▶ [TEXT SECTION]
***

Re: Possible kernel bug

Bernd Schmidt (crux@Pool.Informatik.RWTH-Aachen.DE)
Thu, 26 Jun 1997 10:50:50 +0200 (MET DST)


Hello,

> I have discovered that working in memory mmap()ed from files can lead
> to really poor performance. I have put more details and a test program
> at:
>
> http://www.acs.uncwil.edu/~jlnance/mapsort/index.html

I can't currently download that (DNS name lookup failure). I've been hacking
a bit in this area, and I've come to the following conclusion:

Shared file mappings are broken in current kernels.

There are several reasons. Most of them are related to the fact that the
page cache does not know about dirty pages. A page is marked dirty in the
page table by the CPU whenever someone writes to the page. The swap-out code
(try_to_swap_out) looks for pages with the dirty bit set, and calls the
vma->vm_ops->swapout function for these pages. This is where the problems
start.

1. If you have two processes, and the page is written to by both, you have
two pte's in which the page is marked dirty. It will be written to disk
twice (and it scales nicely - if you have n dirty pte's, the kernel will
write it n times).
2. You can't get rid of a page unless it has been removed from _all_ process
page tables. There was a (broken) patch to address this on the list today.

Swapping out a page is implemented by making up a dummy struct file and
calling the file write function. There are _many_ problems with this.

3. First, filemap_write_page gets the inode semaphore. But it could already be
locked by the same process (if it entered sys_write, then needed some
memory and thus caused the swapout) ==> deadlock.

***

▶ [LISTED RECORDS]
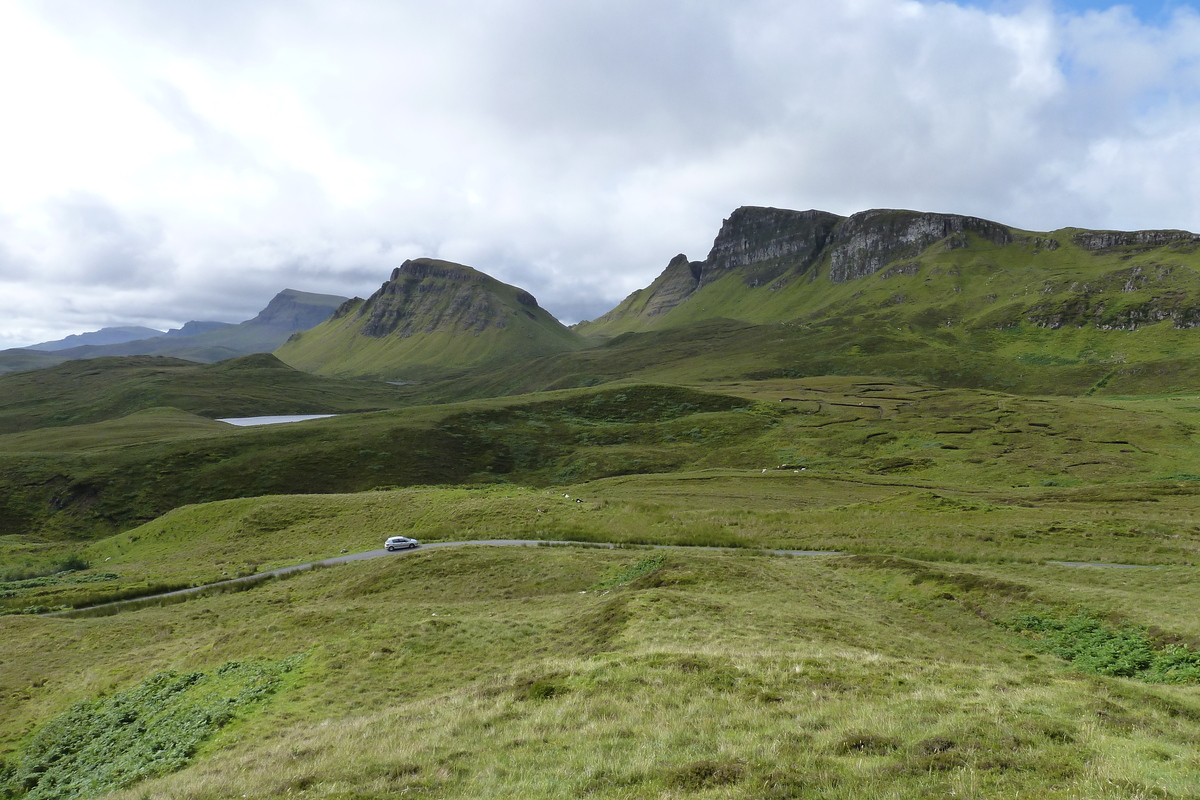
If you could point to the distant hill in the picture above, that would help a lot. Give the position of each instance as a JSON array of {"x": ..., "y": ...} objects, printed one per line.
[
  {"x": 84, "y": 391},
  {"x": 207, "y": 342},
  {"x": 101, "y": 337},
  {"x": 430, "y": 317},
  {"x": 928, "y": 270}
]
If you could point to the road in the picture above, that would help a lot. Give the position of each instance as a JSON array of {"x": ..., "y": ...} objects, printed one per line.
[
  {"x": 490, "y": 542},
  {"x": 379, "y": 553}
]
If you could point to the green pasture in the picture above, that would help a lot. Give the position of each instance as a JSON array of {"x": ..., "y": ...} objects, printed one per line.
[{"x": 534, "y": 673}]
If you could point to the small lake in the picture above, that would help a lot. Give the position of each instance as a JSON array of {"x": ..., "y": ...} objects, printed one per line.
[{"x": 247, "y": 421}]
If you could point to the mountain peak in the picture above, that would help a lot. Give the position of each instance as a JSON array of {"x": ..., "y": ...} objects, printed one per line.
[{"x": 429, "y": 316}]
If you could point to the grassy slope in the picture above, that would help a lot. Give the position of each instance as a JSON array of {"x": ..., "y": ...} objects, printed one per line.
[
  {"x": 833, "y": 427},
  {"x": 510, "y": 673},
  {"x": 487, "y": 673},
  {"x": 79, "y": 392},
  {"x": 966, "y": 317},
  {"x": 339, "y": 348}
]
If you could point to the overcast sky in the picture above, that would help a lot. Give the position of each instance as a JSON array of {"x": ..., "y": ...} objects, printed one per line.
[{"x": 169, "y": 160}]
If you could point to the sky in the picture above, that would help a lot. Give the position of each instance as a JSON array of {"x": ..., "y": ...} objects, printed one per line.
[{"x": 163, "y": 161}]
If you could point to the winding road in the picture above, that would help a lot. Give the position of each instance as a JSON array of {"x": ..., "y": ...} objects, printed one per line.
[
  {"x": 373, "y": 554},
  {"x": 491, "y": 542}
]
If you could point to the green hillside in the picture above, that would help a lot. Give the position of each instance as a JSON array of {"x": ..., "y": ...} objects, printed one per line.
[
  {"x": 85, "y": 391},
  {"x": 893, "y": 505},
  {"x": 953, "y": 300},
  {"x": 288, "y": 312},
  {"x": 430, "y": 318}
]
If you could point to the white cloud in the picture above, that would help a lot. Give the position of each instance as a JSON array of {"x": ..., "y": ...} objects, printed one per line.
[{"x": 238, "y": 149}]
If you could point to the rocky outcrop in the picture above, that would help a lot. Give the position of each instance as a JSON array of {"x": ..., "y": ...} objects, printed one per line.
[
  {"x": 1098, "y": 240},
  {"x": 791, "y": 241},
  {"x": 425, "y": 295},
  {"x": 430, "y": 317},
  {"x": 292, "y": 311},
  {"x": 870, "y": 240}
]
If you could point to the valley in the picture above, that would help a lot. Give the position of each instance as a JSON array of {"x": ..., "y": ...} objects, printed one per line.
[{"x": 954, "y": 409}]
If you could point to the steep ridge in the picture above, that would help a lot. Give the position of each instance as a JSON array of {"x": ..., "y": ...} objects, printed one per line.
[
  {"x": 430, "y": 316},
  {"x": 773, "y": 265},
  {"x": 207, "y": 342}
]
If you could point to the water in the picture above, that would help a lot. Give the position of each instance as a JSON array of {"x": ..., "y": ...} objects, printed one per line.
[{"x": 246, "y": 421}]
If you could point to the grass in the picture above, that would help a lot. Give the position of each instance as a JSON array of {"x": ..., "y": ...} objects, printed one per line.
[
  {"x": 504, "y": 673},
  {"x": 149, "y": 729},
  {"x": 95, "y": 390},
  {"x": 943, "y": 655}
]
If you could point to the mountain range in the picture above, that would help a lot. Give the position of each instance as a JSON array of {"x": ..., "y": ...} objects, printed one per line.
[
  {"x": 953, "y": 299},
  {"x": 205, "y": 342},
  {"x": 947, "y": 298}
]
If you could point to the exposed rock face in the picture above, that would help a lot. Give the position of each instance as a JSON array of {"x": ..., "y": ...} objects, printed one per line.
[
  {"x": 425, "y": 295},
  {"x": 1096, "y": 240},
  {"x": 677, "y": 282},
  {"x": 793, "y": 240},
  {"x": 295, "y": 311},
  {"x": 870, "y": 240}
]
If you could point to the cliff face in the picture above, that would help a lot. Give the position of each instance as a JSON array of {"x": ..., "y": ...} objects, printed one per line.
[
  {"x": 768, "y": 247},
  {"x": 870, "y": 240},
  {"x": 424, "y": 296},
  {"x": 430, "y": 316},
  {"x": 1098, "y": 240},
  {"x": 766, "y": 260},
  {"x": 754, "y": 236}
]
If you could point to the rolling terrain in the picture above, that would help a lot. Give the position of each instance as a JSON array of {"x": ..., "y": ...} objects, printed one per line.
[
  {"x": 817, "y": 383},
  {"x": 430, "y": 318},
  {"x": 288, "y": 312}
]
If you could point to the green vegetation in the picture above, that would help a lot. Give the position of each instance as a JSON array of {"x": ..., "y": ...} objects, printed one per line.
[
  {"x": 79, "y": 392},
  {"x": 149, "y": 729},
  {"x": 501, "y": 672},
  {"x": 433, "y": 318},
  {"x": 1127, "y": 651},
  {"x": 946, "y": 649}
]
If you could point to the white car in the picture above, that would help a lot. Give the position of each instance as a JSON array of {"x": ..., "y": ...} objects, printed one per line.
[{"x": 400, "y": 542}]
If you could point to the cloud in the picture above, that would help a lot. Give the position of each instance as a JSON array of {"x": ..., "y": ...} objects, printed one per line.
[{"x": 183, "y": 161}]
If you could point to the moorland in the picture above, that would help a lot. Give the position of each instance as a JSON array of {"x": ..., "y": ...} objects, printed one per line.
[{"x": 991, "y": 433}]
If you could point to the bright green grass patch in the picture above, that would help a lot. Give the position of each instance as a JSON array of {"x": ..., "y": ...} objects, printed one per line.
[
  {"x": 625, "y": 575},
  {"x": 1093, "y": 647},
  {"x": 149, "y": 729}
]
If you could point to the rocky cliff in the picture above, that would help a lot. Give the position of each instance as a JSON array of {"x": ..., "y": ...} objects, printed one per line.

***

Reproduce the passage of the kernel mailing list post from "2. You can't" to "the list today.". Work from the kernel mailing list post alone for what follows.

2. You can't get rid of a page unless it has been removed from _all_ process
page tables. There was a (broken) patch to address this on the list today.